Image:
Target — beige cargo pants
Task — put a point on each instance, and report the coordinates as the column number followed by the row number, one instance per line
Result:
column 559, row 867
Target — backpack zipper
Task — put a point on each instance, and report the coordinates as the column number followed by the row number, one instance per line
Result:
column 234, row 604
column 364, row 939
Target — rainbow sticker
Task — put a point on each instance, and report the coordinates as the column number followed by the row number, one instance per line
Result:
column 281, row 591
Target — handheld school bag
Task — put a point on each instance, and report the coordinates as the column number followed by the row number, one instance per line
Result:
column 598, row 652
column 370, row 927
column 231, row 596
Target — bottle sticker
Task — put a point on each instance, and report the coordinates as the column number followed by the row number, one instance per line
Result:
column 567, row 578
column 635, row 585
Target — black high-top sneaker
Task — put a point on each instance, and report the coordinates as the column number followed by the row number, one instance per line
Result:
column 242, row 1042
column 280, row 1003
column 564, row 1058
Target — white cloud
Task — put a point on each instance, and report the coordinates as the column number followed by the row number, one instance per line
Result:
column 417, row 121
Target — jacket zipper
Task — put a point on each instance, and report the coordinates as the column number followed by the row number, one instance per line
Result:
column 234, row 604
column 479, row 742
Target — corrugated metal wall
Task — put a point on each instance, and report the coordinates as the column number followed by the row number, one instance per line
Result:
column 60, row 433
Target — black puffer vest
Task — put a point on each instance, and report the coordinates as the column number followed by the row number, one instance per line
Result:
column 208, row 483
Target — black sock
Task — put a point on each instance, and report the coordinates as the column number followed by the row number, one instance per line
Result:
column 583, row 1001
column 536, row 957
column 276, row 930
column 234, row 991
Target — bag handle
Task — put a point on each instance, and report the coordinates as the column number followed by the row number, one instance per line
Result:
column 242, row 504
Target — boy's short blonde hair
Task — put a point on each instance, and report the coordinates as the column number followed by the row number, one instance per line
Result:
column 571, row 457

Exercise instructions. Please copy out the records above, swapping each "instance" for "occurrence" and leaving everything else unchanged.

Output below.
Image:
Target — beige cargo pants
Task — put a point on each occurrence, and report the coordinates as the column number followed by the row number, one occurrence per line
Result:
column 559, row 867
Target — backpack zipper
Task — put a point on each occurrence, and report the coordinates as the column number followed by the row number, one occurrence per line
Result:
column 234, row 604
column 364, row 939
Target — rainbow sticker
Task — put a point on each occurrence, and report the coordinates as the column number followed by the row number, one occurrence per line
Result:
column 281, row 591
Target — handheld school bag
Task — put a point on each occurrence, and report the coordinates as the column number followed by the row number, one occurrence per line
Result:
column 598, row 652
column 370, row 927
column 231, row 596
Target — bottle sticker
Task — put a point on each occurrence, and report the coordinates as the column number followed by the row number, one occurrence per line
Result:
column 567, row 578
column 635, row 585
Target — black high-top sneaker
Task — put a point on each occurrence, and report the coordinates as the column number followed by the row number, one occurrence per line
Result:
column 242, row 1042
column 280, row 1003
column 564, row 1058
Target — white cloud
Task — put a point on each occurrence, and report the coordinates as the column number followed by the row number, one occurrence per line
Result:
column 417, row 121
Target — jacket zipper
Task — put a point on each occurrence, and report the coordinates as the column number followed by the row number, one occurrence per line
Result:
column 234, row 604
column 479, row 742
Target — corrugated metal wall
Task — put a point on each occurrence, and report the coordinates as the column number followed by the row number, one occurrence per line
Result:
column 60, row 433
Target — black puffer vest
Task — put a point on each occurrence, and report the coordinates as the column number followed by the row number, one occurrence per line
Result:
column 208, row 483
Target — black sock
Task — put a point on each occurrence, and report the coordinates as the column number followed by the row number, one occurrence per line
Result:
column 583, row 1001
column 536, row 957
column 276, row 930
column 234, row 991
Target — bag handle
Task — put a point on each occurrence, and report the coordinates as the column number followed by the row number, one occurrence per line
Result:
column 242, row 504
Target — boy's short blonde hair
Task — put a point on each occurrence, and report the coordinates as the column number followed by the row number, one occurrence per line
Result:
column 571, row 457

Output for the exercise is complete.